--- Data to use ---
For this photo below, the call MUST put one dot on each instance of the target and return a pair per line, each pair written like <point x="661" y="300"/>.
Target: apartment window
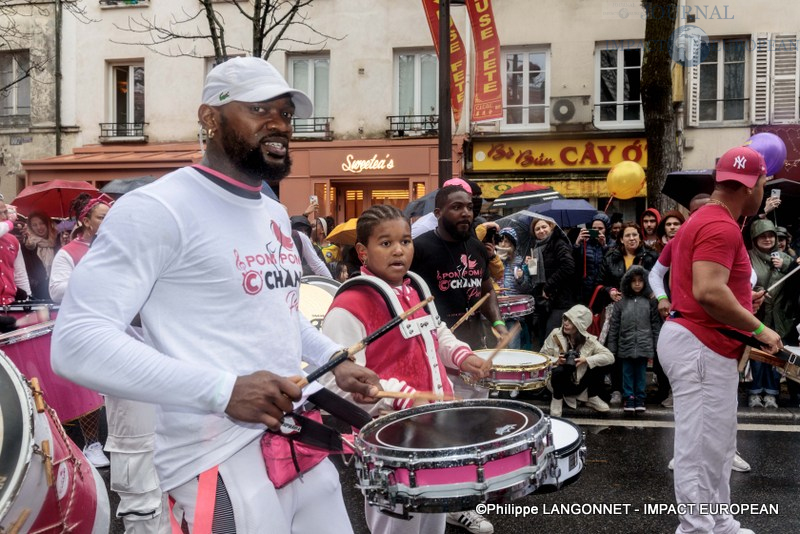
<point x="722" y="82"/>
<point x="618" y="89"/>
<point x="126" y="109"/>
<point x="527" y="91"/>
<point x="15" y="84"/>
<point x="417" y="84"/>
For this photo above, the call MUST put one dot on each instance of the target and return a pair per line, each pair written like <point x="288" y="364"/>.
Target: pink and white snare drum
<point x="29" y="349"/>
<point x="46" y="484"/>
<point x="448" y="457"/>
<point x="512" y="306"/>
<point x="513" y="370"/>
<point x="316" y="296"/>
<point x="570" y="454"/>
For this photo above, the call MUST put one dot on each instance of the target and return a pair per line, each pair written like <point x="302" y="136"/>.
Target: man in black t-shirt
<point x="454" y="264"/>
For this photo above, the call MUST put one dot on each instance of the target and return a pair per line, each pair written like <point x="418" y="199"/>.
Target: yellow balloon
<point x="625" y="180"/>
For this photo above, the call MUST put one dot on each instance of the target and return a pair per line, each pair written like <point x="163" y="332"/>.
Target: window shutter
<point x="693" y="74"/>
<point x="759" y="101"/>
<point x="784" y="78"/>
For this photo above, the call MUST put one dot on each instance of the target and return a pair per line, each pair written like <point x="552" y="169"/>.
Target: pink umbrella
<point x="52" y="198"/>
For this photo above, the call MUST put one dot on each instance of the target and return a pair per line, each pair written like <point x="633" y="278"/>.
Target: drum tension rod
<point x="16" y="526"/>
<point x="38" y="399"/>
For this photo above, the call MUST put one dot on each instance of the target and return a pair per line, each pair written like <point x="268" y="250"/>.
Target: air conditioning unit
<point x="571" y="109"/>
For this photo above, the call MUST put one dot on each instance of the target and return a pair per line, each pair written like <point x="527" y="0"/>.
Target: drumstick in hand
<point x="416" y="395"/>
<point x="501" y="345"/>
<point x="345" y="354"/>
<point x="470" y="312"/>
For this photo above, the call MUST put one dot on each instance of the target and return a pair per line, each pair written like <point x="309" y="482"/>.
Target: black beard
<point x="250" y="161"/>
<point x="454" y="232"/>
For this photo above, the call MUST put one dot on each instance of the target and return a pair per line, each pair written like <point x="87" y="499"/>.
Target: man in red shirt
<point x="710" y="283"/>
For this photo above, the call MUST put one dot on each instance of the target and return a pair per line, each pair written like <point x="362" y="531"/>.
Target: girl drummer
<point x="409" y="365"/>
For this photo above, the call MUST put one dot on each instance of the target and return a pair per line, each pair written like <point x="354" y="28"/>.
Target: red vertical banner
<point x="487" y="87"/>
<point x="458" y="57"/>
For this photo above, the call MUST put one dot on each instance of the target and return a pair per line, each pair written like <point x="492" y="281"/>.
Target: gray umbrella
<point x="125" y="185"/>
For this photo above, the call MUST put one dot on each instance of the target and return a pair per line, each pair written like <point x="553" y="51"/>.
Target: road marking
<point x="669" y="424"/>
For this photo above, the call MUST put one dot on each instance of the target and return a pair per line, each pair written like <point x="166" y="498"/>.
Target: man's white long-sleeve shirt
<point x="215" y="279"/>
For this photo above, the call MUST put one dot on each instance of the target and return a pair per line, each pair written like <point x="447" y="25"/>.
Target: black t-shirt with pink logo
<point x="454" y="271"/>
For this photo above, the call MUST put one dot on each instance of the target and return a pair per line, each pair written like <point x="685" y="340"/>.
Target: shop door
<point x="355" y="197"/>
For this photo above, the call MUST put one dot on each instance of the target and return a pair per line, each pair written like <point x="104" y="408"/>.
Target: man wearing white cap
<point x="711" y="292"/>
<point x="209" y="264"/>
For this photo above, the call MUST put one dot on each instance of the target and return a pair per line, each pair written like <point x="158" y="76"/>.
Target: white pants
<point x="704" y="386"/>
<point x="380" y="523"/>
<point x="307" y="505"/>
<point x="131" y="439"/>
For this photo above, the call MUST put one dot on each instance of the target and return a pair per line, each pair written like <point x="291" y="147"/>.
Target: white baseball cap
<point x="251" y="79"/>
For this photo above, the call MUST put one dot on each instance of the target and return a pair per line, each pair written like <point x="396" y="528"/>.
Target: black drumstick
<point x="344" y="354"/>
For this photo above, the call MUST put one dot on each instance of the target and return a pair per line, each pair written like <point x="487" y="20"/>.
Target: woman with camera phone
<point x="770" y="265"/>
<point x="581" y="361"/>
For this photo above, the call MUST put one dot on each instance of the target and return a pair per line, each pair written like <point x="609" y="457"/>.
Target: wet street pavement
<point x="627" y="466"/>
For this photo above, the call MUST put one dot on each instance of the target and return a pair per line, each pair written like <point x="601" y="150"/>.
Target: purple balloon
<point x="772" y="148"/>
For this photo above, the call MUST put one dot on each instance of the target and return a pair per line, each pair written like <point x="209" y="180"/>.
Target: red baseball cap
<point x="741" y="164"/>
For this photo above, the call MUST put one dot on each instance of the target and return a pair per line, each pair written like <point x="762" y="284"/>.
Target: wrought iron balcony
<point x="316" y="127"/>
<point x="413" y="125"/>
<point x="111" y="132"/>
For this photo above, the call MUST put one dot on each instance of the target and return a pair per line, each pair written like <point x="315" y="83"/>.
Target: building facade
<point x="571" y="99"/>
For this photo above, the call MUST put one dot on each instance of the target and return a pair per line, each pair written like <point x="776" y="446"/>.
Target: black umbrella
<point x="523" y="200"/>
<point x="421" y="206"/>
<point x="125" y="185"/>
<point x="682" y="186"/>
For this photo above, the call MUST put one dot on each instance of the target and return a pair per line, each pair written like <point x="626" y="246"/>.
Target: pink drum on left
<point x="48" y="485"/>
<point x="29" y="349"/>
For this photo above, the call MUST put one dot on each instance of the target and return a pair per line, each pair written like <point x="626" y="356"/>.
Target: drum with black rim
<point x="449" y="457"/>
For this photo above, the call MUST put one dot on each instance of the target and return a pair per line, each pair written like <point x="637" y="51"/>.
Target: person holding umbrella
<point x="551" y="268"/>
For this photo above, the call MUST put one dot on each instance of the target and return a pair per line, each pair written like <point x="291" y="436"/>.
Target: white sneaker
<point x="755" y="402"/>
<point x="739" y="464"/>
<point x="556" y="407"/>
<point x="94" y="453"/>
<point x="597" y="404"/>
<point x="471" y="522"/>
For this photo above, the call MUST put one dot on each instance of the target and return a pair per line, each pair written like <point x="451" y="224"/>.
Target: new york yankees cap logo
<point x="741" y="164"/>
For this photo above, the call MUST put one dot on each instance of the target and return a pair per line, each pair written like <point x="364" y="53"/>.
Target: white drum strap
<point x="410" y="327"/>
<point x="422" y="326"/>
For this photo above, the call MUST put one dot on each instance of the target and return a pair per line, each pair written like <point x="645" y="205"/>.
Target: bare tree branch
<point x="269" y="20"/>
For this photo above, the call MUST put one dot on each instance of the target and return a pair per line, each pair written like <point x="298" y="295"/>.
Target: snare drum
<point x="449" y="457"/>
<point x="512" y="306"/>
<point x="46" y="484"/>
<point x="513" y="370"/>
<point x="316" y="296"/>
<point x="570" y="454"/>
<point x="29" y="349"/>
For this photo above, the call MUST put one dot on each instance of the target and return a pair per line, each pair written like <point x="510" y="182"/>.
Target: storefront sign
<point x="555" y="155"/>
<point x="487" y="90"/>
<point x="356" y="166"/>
---
Output the records above exactly as they are, leaving out the pictures.

* Response to the exercise
For this photo below, the call MUST put one dot on each instance of the target and return a pair per line, each pair written like <point x="661" y="300"/>.
Target: apartment window
<point x="722" y="82"/>
<point x="618" y="89"/>
<point x="126" y="109"/>
<point x="527" y="91"/>
<point x="15" y="84"/>
<point x="417" y="84"/>
For this photo above, the call MUST put one dot on each instance of the target and return a pair per line, each pair written like <point x="288" y="364"/>.
Target: pink and white snare drum
<point x="29" y="349"/>
<point x="46" y="484"/>
<point x="448" y="457"/>
<point x="512" y="306"/>
<point x="513" y="370"/>
<point x="316" y="296"/>
<point x="570" y="454"/>
For this photo above, the call MUST put one dot on each instance of the target and return a pair per line, each pair written like <point x="302" y="136"/>.
Target: man in black t-shirt
<point x="454" y="264"/>
For this photo above, the call MUST put one dot on each instance of the target and return a pair per line, each pair written like <point x="418" y="199"/>.
Target: yellow balloon
<point x="625" y="180"/>
For this photo above, the call MUST put one dot on each instance of the target and return a pair per line, each pair written like <point x="163" y="332"/>.
Target: window shutter
<point x="693" y="74"/>
<point x="759" y="101"/>
<point x="784" y="78"/>
For this photo above, the call MUST put one dot on each instance of the target and return a pair per line, each pair written like <point x="552" y="169"/>.
Target: pink umbrella
<point x="52" y="198"/>
For this photo above, the call MUST put one dot on each instance of the target and return a pair per line, each pair written like <point x="633" y="278"/>.
Target: drum tension rod
<point x="16" y="526"/>
<point x="38" y="399"/>
For this photo above, the call MUST put one dot on each instance of the target and return a pair per line, each pair written like <point x="268" y="250"/>.
Target: air conditioning unit
<point x="571" y="109"/>
For this photo above, the call MUST put one dot on each instance of the target and return a pair per line, each pair written like <point x="527" y="0"/>.
Target: drumstick in hand
<point x="416" y="395"/>
<point x="501" y="345"/>
<point x="345" y="354"/>
<point x="470" y="312"/>
For this photo above, the call MUST put one dot on each instance of the target and return a pair per line, each pair written like <point x="309" y="482"/>.
Target: black beard
<point x="250" y="161"/>
<point x="454" y="232"/>
For this photo above, the call MUST put one dot on each instance of the target and return a pair per line, each pair written like <point x="87" y="499"/>.
Target: man in red shirt
<point x="710" y="283"/>
For this photo above, the call MUST put one dot on each instance of the target and return a pair per line, each pair written like <point x="362" y="531"/>.
Target: girl drummer
<point x="409" y="365"/>
For this photo above, the call MUST put one dot on each instance of the target and return a pair per line, each pair written like <point x="354" y="28"/>.
Target: red vertical banner
<point x="487" y="87"/>
<point x="458" y="57"/>
For this photo above, the call MUST put one dot on each instance of the target and return a pair per line, each pair written like <point x="492" y="281"/>.
Target: gray umbrella
<point x="125" y="185"/>
For this photo above, the call MUST put one dot on each instance of the target and return a pair per line, each pair written like <point x="553" y="51"/>.
Target: road marking
<point x="669" y="424"/>
For this photo above, the call MUST put one dot on each instance of the target and return a pair per line, each pair written like <point x="166" y="498"/>.
Target: man's white long-sleeve shirt
<point x="215" y="279"/>
For this photo above, the call MUST put one dot on each instance of the target and return a pair per line, each pair written like <point x="447" y="25"/>.
Target: black t-shirt with pink logo
<point x="454" y="271"/>
For this photo above, the call MUST put one dot on each instance of the target and return a pair per line, each pair written like <point x="685" y="340"/>.
Target: shop door
<point x="355" y="197"/>
For this photo above, the call MUST put one dot on each instance of the target and return a pair per line, each pair written like <point x="104" y="408"/>.
Target: man wearing white cap
<point x="711" y="292"/>
<point x="209" y="264"/>
For this photo above, the call MUST put one dot on each instance of the target and return a pair per line, each pair written like <point x="158" y="76"/>.
Target: white pants
<point x="704" y="386"/>
<point x="380" y="523"/>
<point x="307" y="505"/>
<point x="131" y="439"/>
For this photo above, the call MUST put one dot on each instance of the target and return a pair per line, each pair written like <point x="291" y="147"/>.
Target: white baseball cap
<point x="251" y="79"/>
For this photo above, the call MUST put one dot on each instance of the target and return a pair per line, each pair written like <point x="396" y="528"/>.
Target: black drumstick
<point x="344" y="354"/>
For this photo above, the call MUST put one dot on each instance of the target and return a pair per line, each pair written like <point x="487" y="20"/>.
Target: woman with camera phone
<point x="770" y="265"/>
<point x="581" y="361"/>
For this photo above, the call MUST put one dot on each instance of the target and return a pair per line, each pair written like <point x="609" y="457"/>.
Target: wet street pavement
<point x="627" y="466"/>
For this photo above, the call MUST put one dot on each instance of the target and return a pair per line, each pair written like <point x="601" y="150"/>.
Target: purple balloon
<point x="772" y="148"/>
For this photo above, the call MUST put one dot on each instance of the target and return a pair per line, each pair written like <point x="209" y="180"/>.
Target: red baseball cap
<point x="741" y="164"/>
For this photo above, the call MUST put one dot on each instance of the target and return a pair per line, each pair written like <point x="762" y="284"/>.
Target: wrought iron balcony
<point x="316" y="127"/>
<point x="413" y="125"/>
<point x="111" y="132"/>
For this photo above, the call MUST put one dot on each instance of the target and return a pair per line, each pair written like <point x="315" y="83"/>.
Target: building facade
<point x="571" y="99"/>
For this photo above, the call MUST put one dot on each instance of the target and return a pair per line, each pair written like <point x="776" y="446"/>.
Target: black umbrella
<point x="523" y="200"/>
<point x="421" y="206"/>
<point x="125" y="185"/>
<point x="682" y="186"/>
For this photo above, the call MUST put one dot on each instance of the target and return a pair per line, each pair written like <point x="626" y="246"/>.
Target: pink drum on left
<point x="48" y="485"/>
<point x="29" y="349"/>
For this photo above, the call MUST put one dot on each instance of the target and return a pair per line, each pair written like <point x="626" y="356"/>.
Target: drum with black rim
<point x="449" y="457"/>
For this photo above, the call MUST put one dot on each instance of the target and return a pair per line, each pair written like <point x="637" y="51"/>.
Target: person holding umbrella
<point x="551" y="268"/>
For this photo above, the call MUST put one dot on each instance of the target and return a pair per line, each pair written like <point x="291" y="436"/>.
Target: white sneaker
<point x="755" y="402"/>
<point x="739" y="464"/>
<point x="556" y="407"/>
<point x="94" y="453"/>
<point x="597" y="404"/>
<point x="471" y="522"/>
For this photo above, the call MUST put one dot on each instance of the target and return a pair per line, each pair written like <point x="451" y="224"/>.
Target: new york yankees cap logo
<point x="741" y="164"/>
For this photo above, the call MUST put one dot on each instance of the target and return a pair per line, each pair written like <point x="364" y="53"/>.
Target: white drum strap
<point x="410" y="327"/>
<point x="422" y="326"/>
For this photo above, the call MUST put one dot on each instance of the target and return a pair per line, each pair written like <point x="645" y="205"/>.
Target: bare tree branch
<point x="269" y="20"/>
For this photo above, the call MUST put one dot on each instance of the target and return a pair per line, each pair written like <point x="298" y="295"/>.
Target: snare drum
<point x="449" y="457"/>
<point x="512" y="306"/>
<point x="46" y="484"/>
<point x="513" y="370"/>
<point x="316" y="296"/>
<point x="570" y="454"/>
<point x="29" y="349"/>
For this photo above, the call MUST put one dot on each instance of the target and return a pair per line, each pair written like <point x="510" y="182"/>.
Target: storefront sign
<point x="555" y="155"/>
<point x="487" y="90"/>
<point x="356" y="166"/>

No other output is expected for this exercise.